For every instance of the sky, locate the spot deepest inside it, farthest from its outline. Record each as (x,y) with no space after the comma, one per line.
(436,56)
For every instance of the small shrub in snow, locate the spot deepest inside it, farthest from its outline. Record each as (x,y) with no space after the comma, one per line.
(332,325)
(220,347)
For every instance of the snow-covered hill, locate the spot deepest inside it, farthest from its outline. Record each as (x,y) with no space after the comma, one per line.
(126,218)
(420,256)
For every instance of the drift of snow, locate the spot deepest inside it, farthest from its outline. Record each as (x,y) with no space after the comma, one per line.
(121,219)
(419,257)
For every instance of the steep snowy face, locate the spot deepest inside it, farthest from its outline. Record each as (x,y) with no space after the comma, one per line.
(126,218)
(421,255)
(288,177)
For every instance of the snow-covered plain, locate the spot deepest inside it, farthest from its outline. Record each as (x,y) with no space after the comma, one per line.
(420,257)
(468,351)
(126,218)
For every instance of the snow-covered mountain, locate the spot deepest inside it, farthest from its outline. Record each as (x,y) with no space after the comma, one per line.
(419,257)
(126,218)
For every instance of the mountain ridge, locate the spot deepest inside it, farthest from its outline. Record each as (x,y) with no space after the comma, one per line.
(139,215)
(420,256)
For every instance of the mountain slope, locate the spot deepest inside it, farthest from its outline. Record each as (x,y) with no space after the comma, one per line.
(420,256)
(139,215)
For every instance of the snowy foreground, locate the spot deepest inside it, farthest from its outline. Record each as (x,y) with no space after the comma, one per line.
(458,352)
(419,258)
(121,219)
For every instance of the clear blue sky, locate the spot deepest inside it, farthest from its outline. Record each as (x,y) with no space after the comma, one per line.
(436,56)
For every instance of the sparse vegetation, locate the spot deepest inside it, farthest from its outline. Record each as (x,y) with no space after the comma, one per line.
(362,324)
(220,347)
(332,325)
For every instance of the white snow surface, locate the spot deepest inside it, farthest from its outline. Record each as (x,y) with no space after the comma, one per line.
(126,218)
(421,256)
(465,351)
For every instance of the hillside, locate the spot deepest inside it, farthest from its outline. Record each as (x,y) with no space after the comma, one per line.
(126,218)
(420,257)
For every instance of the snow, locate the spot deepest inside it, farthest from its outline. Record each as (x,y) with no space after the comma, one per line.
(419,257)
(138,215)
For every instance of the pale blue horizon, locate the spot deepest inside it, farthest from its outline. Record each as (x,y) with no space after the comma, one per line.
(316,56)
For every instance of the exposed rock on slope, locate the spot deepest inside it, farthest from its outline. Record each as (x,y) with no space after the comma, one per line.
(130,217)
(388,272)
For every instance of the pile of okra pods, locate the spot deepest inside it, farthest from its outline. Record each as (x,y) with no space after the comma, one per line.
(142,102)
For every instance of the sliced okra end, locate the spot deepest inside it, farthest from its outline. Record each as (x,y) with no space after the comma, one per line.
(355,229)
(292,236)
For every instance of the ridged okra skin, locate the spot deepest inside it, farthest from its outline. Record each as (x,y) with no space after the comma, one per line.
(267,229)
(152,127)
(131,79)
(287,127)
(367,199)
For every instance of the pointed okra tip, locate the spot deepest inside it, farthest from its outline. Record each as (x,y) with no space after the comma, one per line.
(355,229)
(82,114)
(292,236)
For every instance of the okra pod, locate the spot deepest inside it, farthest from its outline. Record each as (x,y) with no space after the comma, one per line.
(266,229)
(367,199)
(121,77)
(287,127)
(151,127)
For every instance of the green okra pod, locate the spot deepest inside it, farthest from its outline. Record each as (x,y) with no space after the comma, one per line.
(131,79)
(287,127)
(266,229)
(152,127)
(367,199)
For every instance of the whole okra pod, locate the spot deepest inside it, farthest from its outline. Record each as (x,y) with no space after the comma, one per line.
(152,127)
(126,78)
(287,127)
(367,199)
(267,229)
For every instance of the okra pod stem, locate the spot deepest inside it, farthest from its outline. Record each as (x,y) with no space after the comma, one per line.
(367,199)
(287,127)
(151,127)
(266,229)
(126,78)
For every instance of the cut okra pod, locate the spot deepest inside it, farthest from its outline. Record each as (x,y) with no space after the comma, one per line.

##########

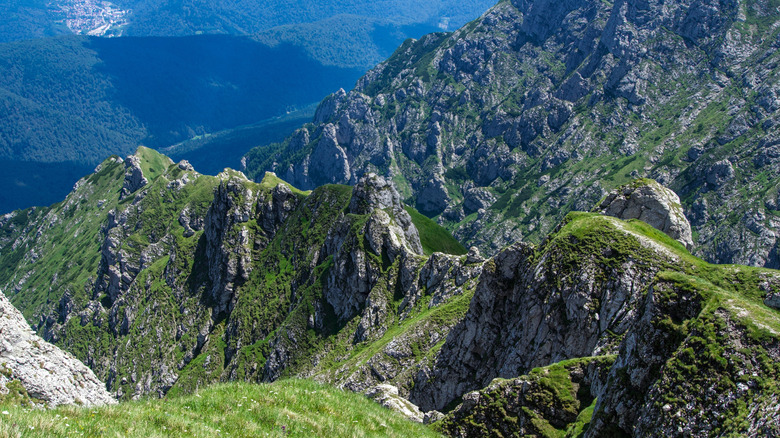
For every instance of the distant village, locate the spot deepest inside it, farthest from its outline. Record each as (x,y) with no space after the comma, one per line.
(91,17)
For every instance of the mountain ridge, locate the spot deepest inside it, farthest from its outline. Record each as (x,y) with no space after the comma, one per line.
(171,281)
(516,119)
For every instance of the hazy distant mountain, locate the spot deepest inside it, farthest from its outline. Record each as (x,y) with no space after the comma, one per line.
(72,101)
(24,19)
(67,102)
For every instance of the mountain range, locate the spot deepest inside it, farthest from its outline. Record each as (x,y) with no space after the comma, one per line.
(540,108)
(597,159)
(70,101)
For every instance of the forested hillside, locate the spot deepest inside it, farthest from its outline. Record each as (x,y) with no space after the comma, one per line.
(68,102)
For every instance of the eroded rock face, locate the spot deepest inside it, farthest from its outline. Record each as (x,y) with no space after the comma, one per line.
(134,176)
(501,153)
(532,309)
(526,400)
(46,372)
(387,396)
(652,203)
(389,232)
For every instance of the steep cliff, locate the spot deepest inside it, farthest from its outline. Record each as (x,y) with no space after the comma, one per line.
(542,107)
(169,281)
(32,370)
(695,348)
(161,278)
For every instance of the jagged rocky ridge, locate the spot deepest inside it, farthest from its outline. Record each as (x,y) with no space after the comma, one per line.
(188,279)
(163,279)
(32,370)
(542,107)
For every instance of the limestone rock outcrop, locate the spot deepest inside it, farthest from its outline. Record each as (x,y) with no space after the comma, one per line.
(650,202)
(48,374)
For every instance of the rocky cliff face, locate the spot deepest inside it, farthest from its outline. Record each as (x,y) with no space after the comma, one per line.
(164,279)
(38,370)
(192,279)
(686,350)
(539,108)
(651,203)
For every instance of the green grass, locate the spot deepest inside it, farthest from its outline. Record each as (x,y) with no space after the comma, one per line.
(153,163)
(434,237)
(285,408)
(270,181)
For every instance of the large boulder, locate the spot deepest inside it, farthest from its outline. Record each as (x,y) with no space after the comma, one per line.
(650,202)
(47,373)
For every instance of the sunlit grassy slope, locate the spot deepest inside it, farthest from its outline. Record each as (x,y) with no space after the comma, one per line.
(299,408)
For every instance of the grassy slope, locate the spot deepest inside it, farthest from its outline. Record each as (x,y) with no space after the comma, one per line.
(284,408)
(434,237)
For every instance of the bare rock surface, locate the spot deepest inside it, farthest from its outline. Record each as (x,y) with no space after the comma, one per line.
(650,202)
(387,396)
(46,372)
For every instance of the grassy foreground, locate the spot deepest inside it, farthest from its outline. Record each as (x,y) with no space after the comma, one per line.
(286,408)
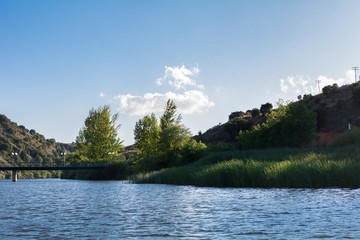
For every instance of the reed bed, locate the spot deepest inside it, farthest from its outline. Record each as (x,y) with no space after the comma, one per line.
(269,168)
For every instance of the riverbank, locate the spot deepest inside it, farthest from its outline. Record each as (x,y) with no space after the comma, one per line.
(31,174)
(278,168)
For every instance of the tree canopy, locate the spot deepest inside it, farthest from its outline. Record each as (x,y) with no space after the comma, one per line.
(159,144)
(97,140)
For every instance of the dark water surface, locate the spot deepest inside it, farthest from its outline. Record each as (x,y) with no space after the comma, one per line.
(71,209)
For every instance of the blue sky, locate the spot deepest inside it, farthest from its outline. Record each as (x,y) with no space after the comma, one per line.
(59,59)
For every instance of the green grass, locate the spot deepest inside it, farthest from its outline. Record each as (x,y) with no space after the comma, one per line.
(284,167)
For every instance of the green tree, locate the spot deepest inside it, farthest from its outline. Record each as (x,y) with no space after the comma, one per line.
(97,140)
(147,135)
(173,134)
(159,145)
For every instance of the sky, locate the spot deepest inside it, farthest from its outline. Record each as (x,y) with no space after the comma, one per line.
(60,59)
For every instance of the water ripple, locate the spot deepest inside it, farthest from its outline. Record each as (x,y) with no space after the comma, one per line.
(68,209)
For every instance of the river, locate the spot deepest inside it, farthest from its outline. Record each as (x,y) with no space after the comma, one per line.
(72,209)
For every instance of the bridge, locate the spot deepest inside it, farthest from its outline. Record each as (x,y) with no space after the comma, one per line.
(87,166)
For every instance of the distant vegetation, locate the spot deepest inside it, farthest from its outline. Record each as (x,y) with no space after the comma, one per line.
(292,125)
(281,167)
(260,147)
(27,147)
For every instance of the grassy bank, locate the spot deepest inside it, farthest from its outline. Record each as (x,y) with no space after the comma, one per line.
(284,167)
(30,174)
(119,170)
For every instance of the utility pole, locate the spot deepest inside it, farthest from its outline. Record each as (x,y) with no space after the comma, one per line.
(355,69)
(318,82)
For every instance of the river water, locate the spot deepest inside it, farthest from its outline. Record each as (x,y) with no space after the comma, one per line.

##########

GOAL: Pull out every line of the records that contains the string "hillside", matching case exactly.

RESULT FOR THIS TASK:
For every instance of the hillside, locate the spot deepest inside it, farthest from its outline. Record each as (x,y) with no space after the comma, one per line.
For every instance of the forested hillside, locate the spot deepest inside it, farthest from its outline. Record each as (x,y) with no space after the comma, one per line.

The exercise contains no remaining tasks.